The exercise
Write out the lines from the one with "# test: pin the black metal" up to and including the one with "point(440, 93)", adding 22 to both the x and y coordinates of every answer point. Leave every other line unchanged.

(Items from a dataset)

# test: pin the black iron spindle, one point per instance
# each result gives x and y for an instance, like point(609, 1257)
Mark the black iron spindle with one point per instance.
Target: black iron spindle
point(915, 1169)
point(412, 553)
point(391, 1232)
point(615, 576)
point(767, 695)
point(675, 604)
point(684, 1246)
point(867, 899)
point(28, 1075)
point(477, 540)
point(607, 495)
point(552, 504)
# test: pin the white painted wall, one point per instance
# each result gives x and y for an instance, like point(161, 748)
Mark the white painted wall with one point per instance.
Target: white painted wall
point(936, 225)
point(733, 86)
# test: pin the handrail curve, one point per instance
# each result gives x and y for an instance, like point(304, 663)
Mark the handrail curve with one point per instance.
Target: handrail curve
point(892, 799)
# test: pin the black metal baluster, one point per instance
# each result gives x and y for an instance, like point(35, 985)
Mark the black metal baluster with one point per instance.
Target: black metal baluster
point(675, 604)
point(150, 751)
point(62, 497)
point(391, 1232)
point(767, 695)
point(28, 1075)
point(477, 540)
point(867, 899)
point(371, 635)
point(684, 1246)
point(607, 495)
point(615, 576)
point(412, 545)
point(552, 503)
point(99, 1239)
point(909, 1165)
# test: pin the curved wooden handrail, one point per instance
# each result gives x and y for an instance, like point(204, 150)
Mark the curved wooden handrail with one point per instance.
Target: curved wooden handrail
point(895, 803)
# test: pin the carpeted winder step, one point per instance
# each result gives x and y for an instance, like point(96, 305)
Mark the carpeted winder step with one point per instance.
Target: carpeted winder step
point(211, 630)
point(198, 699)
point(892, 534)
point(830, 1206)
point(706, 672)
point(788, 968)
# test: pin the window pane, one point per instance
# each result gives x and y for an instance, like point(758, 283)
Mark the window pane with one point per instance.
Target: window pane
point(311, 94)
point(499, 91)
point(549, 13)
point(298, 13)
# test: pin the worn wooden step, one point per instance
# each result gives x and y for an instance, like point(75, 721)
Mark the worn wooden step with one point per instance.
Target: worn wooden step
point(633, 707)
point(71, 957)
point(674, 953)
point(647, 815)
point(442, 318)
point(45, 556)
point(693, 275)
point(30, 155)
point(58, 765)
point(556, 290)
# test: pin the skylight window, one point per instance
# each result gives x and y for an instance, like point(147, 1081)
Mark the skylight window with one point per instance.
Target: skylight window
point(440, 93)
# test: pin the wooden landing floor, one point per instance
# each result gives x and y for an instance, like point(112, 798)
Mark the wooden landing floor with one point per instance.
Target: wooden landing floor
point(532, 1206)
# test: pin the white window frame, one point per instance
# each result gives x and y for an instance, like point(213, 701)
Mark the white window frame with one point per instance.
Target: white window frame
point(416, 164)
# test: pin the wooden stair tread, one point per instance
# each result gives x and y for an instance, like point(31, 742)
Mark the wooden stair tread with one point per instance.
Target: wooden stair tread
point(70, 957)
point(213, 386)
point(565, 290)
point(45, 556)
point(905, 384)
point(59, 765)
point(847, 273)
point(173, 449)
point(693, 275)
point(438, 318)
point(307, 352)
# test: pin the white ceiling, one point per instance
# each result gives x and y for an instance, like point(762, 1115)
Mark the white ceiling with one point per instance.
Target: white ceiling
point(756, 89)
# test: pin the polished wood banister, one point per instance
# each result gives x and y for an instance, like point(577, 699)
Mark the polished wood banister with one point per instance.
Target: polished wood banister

Output below
# test: pin the black metal baluster, one point per instance
# each result gives x and y for an instance, like point(35, 985)
Mark the black metal baluster with one point per instance.
Target: black metal baluster
point(697, 626)
point(172, 773)
point(84, 519)
point(413, 1254)
point(789, 717)
point(50, 1097)
point(499, 562)
point(889, 921)
point(393, 657)
point(706, 1268)
point(629, 517)
point(637, 598)
point(434, 567)
point(574, 525)
point(121, 1261)
point(931, 1187)
# test: pin the curved wooden handrail, one point per instance
# each result gives x and y for an instance, like point(204, 150)
Mark the curved wooden handrail with one point per instance.
Target: curved wooden handrail
point(917, 825)
# test: pin the carpeted winder step, one point per instance
# each result gives x and y for an instance, like point(96, 305)
Mark the carpeted winder step with one point per instance.
Target: carpeted winder step
point(233, 652)
point(220, 721)
point(914, 556)
point(852, 1228)
point(728, 694)
point(810, 990)
# test: pin the window pane, one point per instance
# each result gives x and y for an instance, like point(758, 283)
Mark the window pane with one point per instance.
Target: window pane
point(333, 116)
point(521, 113)
point(571, 35)
point(320, 35)
# test: pin the worn wooden step, one point per instance
# each result gives x and y for an instance, like point(75, 721)
Mark the worn wooden step with one point per instance.
Target: worn wooden step
point(655, 729)
point(93, 979)
point(696, 975)
point(669, 837)
point(464, 340)
point(67, 578)
point(715, 297)
point(52, 177)
point(80, 787)
point(578, 312)
# test: pin the skylight window, one point per instance
# each result gives x and y for an instance, like point(147, 1081)
Mark the skylight window with one point per instance.
Target: skylight window
point(462, 115)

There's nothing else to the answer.